## TASK OBJECTIVE
Output all of the entries below precisely as written.
╭──
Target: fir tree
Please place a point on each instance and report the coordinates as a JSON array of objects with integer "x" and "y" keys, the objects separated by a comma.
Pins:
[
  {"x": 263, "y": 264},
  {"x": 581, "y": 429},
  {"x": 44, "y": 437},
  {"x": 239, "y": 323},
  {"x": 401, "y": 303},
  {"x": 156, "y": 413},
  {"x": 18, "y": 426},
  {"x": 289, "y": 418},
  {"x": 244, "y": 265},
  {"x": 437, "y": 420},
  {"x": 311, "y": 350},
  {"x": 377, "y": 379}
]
╰──
## THE OUTPUT
Target: fir tree
Please place a point on each instance and report the coordinates as a JSON array of objects with integer "x" and "y" keys, the objects separated by a comma.
Pins:
[
  {"x": 263, "y": 264},
  {"x": 581, "y": 429},
  {"x": 44, "y": 437},
  {"x": 239, "y": 323},
  {"x": 401, "y": 303},
  {"x": 156, "y": 413},
  {"x": 18, "y": 426},
  {"x": 289, "y": 418},
  {"x": 244, "y": 265},
  {"x": 437, "y": 420},
  {"x": 311, "y": 350},
  {"x": 377, "y": 379}
]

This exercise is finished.